PROBLEM STATEMENT |
Count the lines below that contain the string "white", treating uppercase and lowercase as different. Reply with the number only.

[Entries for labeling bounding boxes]
+===+

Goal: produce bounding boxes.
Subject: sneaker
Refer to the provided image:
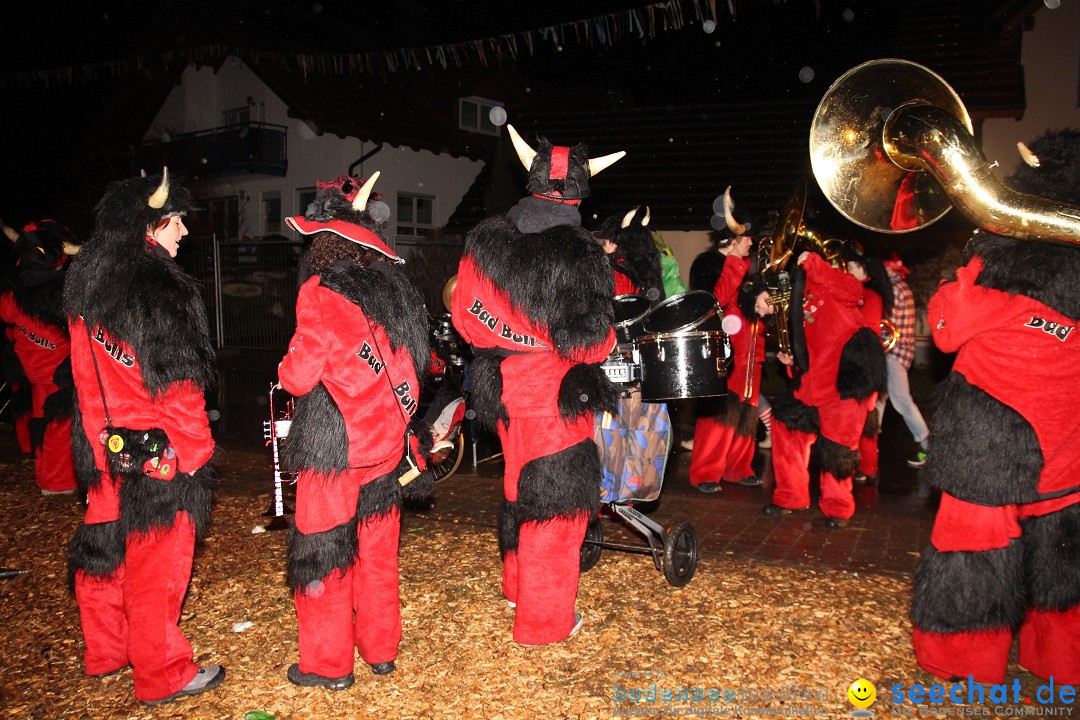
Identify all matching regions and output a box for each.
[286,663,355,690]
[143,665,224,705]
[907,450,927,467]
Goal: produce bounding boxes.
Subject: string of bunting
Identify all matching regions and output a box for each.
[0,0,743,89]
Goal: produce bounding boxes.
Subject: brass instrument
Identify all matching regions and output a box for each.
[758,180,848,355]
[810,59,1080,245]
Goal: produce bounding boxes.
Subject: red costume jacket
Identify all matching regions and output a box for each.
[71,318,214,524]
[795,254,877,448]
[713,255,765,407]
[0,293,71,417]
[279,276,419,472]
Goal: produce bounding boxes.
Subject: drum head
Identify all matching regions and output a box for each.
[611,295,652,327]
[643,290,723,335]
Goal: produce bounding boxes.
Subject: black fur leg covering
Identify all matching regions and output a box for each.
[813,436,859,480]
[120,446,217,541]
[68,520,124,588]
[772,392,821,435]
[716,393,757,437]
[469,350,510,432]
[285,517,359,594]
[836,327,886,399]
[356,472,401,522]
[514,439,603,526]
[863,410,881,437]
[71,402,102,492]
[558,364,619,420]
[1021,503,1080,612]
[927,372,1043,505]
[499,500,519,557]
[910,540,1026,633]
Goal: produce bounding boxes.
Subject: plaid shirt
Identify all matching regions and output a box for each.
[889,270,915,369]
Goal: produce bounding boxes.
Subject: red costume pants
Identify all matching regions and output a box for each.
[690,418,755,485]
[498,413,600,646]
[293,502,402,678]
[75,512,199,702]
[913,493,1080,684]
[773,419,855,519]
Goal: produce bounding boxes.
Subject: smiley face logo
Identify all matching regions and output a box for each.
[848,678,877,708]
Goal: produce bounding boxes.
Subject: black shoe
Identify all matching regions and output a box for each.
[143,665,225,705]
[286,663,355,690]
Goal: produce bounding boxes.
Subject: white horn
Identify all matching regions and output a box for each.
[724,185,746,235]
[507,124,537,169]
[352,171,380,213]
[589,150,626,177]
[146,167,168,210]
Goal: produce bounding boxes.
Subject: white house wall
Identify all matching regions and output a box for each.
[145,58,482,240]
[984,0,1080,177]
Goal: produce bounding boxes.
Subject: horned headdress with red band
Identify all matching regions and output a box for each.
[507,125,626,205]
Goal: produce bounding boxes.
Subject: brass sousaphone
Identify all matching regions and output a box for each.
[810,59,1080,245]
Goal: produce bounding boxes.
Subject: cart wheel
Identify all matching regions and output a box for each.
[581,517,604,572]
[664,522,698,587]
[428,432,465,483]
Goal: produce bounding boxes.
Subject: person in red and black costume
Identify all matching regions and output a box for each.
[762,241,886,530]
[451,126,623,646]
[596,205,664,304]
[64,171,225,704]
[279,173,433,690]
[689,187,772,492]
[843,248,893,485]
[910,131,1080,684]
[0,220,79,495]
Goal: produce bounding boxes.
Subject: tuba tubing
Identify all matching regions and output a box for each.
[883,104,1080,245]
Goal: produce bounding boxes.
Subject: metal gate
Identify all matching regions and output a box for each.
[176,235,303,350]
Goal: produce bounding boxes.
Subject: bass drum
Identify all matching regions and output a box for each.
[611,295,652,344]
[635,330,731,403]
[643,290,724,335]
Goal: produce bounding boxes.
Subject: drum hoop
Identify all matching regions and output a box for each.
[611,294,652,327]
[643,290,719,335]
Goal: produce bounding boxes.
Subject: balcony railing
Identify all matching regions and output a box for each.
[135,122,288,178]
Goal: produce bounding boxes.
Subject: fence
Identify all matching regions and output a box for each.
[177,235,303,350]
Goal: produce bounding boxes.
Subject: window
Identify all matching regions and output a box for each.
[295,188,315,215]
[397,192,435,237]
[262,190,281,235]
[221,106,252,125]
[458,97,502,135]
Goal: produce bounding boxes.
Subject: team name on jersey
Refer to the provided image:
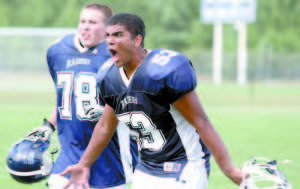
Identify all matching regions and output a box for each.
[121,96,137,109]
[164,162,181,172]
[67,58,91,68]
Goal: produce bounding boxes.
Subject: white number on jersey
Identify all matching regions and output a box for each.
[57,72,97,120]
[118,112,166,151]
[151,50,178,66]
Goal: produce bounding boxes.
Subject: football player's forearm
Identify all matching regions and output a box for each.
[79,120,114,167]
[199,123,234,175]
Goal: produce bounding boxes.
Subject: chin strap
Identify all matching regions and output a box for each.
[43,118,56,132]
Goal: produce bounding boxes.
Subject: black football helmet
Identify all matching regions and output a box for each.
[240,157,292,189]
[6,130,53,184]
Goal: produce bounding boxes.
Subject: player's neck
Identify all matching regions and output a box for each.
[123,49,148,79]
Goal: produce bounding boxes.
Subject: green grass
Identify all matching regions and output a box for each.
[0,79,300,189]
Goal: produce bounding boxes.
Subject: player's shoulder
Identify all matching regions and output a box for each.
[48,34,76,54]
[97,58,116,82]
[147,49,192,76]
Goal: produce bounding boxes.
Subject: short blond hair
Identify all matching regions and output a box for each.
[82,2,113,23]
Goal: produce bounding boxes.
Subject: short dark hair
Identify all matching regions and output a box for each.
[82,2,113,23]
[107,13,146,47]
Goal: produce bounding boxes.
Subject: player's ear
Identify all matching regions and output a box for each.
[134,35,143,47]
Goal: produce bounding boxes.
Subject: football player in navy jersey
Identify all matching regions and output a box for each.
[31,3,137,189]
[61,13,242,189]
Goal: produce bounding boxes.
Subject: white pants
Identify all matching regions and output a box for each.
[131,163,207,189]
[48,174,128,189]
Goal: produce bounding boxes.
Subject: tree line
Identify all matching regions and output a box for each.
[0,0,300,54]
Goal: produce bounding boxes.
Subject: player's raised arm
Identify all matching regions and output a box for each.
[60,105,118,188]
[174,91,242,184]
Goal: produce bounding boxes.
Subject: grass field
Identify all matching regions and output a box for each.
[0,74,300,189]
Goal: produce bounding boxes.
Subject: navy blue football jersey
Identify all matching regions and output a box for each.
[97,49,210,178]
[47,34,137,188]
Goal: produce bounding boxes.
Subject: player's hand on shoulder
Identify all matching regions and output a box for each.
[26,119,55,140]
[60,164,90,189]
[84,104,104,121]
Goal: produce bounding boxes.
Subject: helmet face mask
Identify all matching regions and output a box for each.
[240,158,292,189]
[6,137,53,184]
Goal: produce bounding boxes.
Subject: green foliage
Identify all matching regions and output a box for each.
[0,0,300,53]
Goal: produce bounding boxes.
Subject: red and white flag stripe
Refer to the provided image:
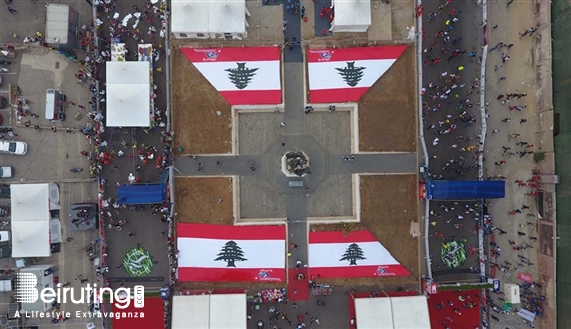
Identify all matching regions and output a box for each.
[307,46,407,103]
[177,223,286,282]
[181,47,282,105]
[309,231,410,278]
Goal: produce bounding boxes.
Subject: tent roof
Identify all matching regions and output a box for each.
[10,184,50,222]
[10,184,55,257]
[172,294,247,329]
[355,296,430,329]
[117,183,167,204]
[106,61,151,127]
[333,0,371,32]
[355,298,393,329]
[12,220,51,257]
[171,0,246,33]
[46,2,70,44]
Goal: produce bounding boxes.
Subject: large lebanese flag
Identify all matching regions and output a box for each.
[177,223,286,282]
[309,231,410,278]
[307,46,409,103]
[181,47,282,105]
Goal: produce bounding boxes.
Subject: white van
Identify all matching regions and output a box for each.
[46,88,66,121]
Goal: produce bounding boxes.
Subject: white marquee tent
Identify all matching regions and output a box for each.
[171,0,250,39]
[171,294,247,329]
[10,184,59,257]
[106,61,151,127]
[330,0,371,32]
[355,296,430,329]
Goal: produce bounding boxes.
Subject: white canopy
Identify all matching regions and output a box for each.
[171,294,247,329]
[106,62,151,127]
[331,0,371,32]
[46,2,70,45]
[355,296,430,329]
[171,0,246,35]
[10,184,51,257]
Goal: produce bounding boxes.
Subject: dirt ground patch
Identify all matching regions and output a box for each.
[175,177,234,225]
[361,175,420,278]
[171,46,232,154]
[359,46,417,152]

+===+

ANSWER IN FULL |
8